■ **Fragmento del texto**
Claro que el pobre De Zer maldijo por lo bajo: la morosidad de Larrosa le había fagocitado la primicia. Pero no su entusiasmo. Minutos después partió con Chango al sitio del hallazgo. En el trayecto consumió 15 de los 60 cigarrillos que fumaba a diario. Y no pronunció palabra alguna. Parecía poseído por un fuego interior.
Al llegar, no menor fue su sorpresa al advertir que la escena del crimen había pasado a ser una especie de romería, pisoteada por policías, funcionarios judiciales, peritos, cronistas y simples curiosos. También vio que el cuerpo de la víctima aún no había sido retirado.
Un oficial, con expresión de experto, se le acercó para observarlo. Pero, por la impresión, le vomitó encima.
De Zer no daba crédito a sus ojos. En definitiva, casi todas las pruebas recolectadas allí se destruyeron por la impericia del personal policial.
En tanto, el juez Burlando proclamaba a la prensa:
–No descarto ninguna hipótesis.
Y De Zer le susurró al Chango al oído.
–Cuando un juez te dice esa frase es porque no tiene la más remota idea por dónde empezar la pesquisa.
Y se retiraron de allí.
Esa tarde, “Nuevediario” hizo 38 puntos de rating, superando a todas las emisoras rivales. Larrosa y el “Zar” Alejandro Romay estaban muy contentos.
Cabe resaltar que, entre las hipótesis que Burlando no descartaba, había una que le gustaba más que otras. De modo que se apuró en ordenar la captura del vidriero Mensi.
El novio de Oriel intentó entonces suicidarse. Hecho que envalentonó al juez, al punto de decir ante el micrófono de Canal 9: "El caso está prácticamente esclarecido".
Pero unas horas después tuvo que liberar a su sospechoso preferido ante la solidez de su coartada. Todo volvía a fojas cero; o sea, a la nada.
Así transcurrieron largos meses.
Ya se dijo que recién en agosto del año siguiente se fijó en Pippo. Pero también tuvo que soltarlo por falta de pruebas.
A esa altura, ya no se pavoneaba ante la prensa.
Hasta que en septiembre hubo un descubrimiento pericial que auguraba un giro del expediente: en las pruebas químicas que se les practicaron a las medias de Oriel se comprobó que contenían partículas de materia orgánica similares a la que suele haber en los lugares donde duermen caballos.
Ello condujo a la pesquisa hacia el stud que Néstor Romano regenteaba en la ciudad de Lobos. El sobrino de doña Angélica fue entonces detenido. Interrogado en la Brigada de Banfield, el tipo prendió el ventilador: “La noche que desapareció esa señora, los Pippo pasaron por el stud con ella”.

■ **Datos proporcionados**
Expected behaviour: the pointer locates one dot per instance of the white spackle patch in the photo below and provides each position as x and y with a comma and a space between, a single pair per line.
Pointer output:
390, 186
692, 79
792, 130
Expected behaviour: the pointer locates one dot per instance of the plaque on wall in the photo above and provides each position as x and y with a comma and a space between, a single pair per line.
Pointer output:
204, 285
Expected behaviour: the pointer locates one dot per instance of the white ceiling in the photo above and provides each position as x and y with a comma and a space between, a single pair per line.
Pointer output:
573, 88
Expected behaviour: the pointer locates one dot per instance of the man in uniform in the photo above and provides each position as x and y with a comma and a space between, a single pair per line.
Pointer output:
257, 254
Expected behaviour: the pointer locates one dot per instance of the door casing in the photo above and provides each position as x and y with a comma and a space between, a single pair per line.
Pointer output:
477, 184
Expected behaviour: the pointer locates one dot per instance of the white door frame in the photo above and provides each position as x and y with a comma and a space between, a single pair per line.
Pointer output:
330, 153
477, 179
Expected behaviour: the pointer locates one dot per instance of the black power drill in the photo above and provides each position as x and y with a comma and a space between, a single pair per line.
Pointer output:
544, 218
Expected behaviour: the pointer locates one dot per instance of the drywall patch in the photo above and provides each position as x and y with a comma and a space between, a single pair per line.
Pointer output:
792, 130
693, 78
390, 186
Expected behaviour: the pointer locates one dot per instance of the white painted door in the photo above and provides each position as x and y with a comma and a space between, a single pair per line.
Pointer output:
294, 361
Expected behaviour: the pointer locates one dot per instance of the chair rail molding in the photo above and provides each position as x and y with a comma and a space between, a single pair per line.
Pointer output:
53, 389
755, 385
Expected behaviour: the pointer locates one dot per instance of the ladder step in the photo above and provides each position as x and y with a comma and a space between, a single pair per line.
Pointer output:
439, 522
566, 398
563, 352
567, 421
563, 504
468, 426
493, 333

■ **Actividad**
Reescribe el pasaje del fragmento sobre la investigación del crimen de Oriel que empieza en "Al llegar, no" y termina con "retiraron de allí.". Reemplaza "juez" por "magistrado" cada vez que aparezca. Para trabajar con el fragmento no se necesitan los registros.

■ **Respuesta**
Al llegar, no menor fue su sorpresa al advertir que la escena del crimen había pasado a ser una especie de romería, pisoteada por policías, funcionarios judiciales, peritos, cronistas y simples curiosos. También vio que el cuerpo de la víctima aún no había sido retirado.
Un oficial, con expresión de experto, se le acercó para observarlo. Pero, por la impresión, le vomitó encima.
De Zer no daba crédito a sus ojos. En definitiva, casi todas las pruebas recolectadas allí se destruyeron por la impericia del personal policial.
En tanto, el magistrado Burlando proclamaba a la prensa:
–No descarto ninguna hipótesis.
Y De Zer le susurró al Chango al oído.
–Cuando un magistrado te dice esa frase es porque no tiene la más remota idea por dónde empezar la pesquisa.
Y se retiraron de allí.